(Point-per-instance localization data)

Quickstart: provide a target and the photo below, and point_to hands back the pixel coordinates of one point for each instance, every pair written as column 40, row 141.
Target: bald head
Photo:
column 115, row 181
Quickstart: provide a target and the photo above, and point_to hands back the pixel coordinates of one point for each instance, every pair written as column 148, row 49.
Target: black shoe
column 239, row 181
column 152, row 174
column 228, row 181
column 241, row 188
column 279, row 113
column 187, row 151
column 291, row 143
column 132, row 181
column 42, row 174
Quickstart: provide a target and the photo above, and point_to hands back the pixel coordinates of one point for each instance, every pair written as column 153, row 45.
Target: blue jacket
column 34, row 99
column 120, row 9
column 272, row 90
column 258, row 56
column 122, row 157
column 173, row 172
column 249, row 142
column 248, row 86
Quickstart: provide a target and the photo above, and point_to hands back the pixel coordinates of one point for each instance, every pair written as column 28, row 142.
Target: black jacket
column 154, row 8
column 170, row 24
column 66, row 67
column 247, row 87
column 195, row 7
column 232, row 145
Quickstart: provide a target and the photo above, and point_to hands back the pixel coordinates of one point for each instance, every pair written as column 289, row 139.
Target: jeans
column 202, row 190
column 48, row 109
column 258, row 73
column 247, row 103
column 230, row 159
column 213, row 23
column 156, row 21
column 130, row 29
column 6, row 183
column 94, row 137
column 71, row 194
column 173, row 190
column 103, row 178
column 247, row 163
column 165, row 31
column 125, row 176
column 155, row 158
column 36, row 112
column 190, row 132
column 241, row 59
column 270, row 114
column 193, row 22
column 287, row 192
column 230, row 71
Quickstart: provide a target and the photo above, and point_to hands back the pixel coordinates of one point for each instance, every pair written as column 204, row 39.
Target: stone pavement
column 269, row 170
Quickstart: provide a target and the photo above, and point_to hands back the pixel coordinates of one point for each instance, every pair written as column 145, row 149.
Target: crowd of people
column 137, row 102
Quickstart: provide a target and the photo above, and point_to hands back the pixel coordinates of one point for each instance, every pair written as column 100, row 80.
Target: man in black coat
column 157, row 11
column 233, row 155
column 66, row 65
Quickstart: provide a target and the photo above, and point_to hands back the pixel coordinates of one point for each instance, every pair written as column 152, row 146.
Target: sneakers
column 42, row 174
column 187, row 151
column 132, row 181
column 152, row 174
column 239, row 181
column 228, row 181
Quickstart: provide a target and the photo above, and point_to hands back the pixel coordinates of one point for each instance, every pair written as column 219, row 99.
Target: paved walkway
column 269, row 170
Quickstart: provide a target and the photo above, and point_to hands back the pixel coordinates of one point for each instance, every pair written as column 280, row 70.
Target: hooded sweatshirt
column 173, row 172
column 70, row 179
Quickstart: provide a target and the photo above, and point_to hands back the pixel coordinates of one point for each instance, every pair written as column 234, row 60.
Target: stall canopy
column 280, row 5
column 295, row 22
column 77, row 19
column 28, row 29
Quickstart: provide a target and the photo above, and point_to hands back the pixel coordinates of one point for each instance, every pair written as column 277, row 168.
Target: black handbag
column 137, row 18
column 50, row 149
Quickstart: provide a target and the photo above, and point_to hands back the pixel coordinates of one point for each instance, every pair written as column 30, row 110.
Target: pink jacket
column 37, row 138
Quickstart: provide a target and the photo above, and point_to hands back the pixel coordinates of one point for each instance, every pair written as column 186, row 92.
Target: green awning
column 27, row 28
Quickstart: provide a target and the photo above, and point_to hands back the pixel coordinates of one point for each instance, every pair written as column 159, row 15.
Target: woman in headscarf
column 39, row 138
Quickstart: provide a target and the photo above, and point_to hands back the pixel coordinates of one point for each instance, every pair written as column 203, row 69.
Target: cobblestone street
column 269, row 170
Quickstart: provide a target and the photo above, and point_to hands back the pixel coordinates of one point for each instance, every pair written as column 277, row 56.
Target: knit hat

#### Requirement
Write down again, exactly as given, only the lines above that fall from the line with "145, row 149." to the line with "277, row 168.", inclusive.

#### Result for this task
Quickstart: provide a target and the photo above, and point_to hands back the pixel coordinates of one point for each instance, every pair written as column 145, row 149.
Target: crowd of people
column 137, row 102
Quickstart: provide a target and the photo above, and point_to hands back the pixel coordinates of one point for each instance, every pair written as column 100, row 80.
Target: man in black coat
column 157, row 11
column 233, row 155
column 66, row 65
Quickstart: provide a target and the photo above, and point_to hands back the pixel coordinates of one point for each instance, every pair written as column 152, row 146.
Target: sneakers
column 42, row 174
column 187, row 151
column 132, row 181
column 152, row 174
column 239, row 181
column 228, row 181
Quickstart: provide a target and the photo above, and point_to hands back the pixel coordinates of one point for each instance, every pair written as column 219, row 99.
Target: paved walkway
column 269, row 170
Quickstart: provide a target and the photo above, and point_to hands back the pixel coordinates of one point for each instance, every pair written as column 280, row 70.
Target: hooded sweatshirt
column 173, row 172
column 70, row 179
Quickstart: provide a target and the photo above, and point_to hands back the pixel coordinates of one point for each instance, every pair written as column 234, row 60.
Target: stall canopy
column 280, row 5
column 295, row 22
column 77, row 19
column 28, row 29
Quickstart: provide a target and the photo above, and point_to hands back the pixel coordinates of one point for each instance, every pair written as column 277, row 168.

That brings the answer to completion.